Give the records again in full, exactly as written.

Data entries
★ ★ ★ ★ ★
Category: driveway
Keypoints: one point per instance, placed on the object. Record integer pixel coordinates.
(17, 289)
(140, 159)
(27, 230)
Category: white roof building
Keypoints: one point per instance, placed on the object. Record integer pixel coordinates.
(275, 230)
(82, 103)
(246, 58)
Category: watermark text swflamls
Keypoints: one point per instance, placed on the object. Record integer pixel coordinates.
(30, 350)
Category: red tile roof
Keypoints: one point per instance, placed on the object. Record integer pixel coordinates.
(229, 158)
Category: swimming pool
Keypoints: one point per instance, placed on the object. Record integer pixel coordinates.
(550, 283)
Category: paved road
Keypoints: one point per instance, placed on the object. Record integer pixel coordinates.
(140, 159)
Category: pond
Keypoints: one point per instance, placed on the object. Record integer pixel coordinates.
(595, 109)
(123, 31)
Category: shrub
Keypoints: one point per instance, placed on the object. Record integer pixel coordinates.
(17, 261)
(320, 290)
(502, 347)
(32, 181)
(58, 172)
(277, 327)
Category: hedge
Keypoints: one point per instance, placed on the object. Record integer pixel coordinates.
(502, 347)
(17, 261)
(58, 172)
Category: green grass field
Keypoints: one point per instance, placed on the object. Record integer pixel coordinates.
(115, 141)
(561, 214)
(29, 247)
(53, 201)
★ ★ ★ ★ ★
EXERCISE OUTPUT:
Category: driveway
Keypoints: one point per instance, placed on the object. Record integer pixel coordinates.
(17, 289)
(140, 159)
(27, 230)
Category: white roof building
Keypoints: one point per instance, placed on the object. Record integer pixel coordinates.
(275, 230)
(82, 103)
(246, 58)
Category: watermark text swflamls
Keypoints: one point per instance, placed on the object. Record integer pixel coordinates.
(30, 350)
Category: red tile roof
Keypoints: one point per instance, placed on the object. Record integer pixel coordinates.
(229, 158)
Category: swimming pool
Keypoints: one point per instance, placed on the object. Record integer pixel coordinates.
(550, 283)
Category: paved road
Keypoints: one point per instance, placed on the object. Record integer pixel coordinates.
(140, 159)
Category: pond
Keypoints: one point per instance, placed on the object. Record integer pixel coordinates.
(595, 109)
(123, 31)
Category: shrub
Keypoints: one point per instance, placed on the object. Record integer pixel coordinates.
(17, 261)
(320, 290)
(502, 347)
(32, 181)
(58, 172)
(277, 327)
Category: hedge
Keypoints: one point per instance, placed on the object. Record integer pixel coordinates.
(502, 347)
(17, 261)
(58, 172)
Category: green grass field
Keypoints: one point per instance, placed on the object. Record integer pixel coordinates.
(115, 141)
(561, 214)
(29, 247)
(53, 201)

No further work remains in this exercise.